[[ WORKING DATA, beginning ]]

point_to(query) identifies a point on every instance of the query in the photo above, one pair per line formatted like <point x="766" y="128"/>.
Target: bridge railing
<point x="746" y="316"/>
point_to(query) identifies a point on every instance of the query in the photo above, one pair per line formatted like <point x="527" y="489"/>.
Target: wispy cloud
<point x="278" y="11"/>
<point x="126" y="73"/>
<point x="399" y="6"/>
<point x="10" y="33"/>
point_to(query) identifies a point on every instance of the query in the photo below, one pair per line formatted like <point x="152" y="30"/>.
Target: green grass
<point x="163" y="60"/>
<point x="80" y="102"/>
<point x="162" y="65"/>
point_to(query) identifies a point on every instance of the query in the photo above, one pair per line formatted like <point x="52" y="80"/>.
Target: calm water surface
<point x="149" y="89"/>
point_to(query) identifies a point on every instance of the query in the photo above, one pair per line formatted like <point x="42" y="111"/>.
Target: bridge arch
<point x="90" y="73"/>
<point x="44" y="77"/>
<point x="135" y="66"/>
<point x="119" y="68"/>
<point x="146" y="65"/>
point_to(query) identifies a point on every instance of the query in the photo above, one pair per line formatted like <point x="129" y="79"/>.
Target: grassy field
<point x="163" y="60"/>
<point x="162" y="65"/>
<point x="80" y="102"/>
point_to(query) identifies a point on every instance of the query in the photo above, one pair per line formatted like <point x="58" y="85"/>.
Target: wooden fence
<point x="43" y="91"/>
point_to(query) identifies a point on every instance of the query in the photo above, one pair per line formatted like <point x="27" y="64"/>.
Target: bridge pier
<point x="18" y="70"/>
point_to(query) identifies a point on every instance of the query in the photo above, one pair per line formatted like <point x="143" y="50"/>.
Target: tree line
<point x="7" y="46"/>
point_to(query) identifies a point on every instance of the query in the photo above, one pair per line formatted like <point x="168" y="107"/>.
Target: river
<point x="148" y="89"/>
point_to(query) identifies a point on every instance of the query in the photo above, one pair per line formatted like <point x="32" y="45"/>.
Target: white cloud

[[ WORKING DATA, end ]]

#### TASK REQUIREMENTS:
Each line of the data must be returned exactly.

#### WRITTEN ANSWER:
point_to(query) identifies a point on every instance of the query in the photo above, one pair per line formatted like <point x="766" y="128"/>.
Target: bridge railing
<point x="746" y="316"/>
point_to(query) identifies a point on every instance of the query in the photo above, one pair per line formatted like <point x="527" y="489"/>.
Target: wispy cloud
<point x="278" y="11"/>
<point x="126" y="73"/>
<point x="399" y="6"/>
<point x="10" y="33"/>
point_to(query) identifies a point on every instance of the query in the photo below, one pair per line formatted like <point x="152" y="30"/>.
Target: green grass
<point x="163" y="60"/>
<point x="80" y="102"/>
<point x="162" y="65"/>
point_to(query) identifies a point on every instance of the query in the photo above, one pair per line formatted like <point x="52" y="80"/>.
Target: calm water surface
<point x="149" y="89"/>
point_to(query) identifies a point on every instance of the query in the photo above, one pair per line formatted like <point x="42" y="111"/>.
Target: bridge arch
<point x="90" y="73"/>
<point x="44" y="77"/>
<point x="135" y="66"/>
<point x="119" y="68"/>
<point x="146" y="65"/>
point_to(query) identifies a point on every instance of the query in the photo above, one pair per line formatted like <point x="129" y="79"/>.
Target: grassy field
<point x="163" y="60"/>
<point x="162" y="65"/>
<point x="80" y="102"/>
point_to(query) identifies a point on every instance of the query in the photo above, one pair per line formatted like <point x="58" y="85"/>.
Target: wooden fence
<point x="43" y="91"/>
point_to(query) identifies a point on every instance of the query in the photo above, one pair per line formatted like <point x="27" y="64"/>.
Target: bridge pier
<point x="18" y="70"/>
point_to(query) identifies a point on every instance of the query in the photo above, one pair per line formatted like <point x="143" y="50"/>.
Target: tree line
<point x="7" y="46"/>
point_to(query) identifies a point on every instance of the query in the photo above, one pair per line formatted like <point x="168" y="107"/>.
Target: river
<point x="148" y="89"/>
point_to(query) identifies a point on every instance of the query in the photo above, one pair per line formatted like <point x="32" y="45"/>.
Target: white cloud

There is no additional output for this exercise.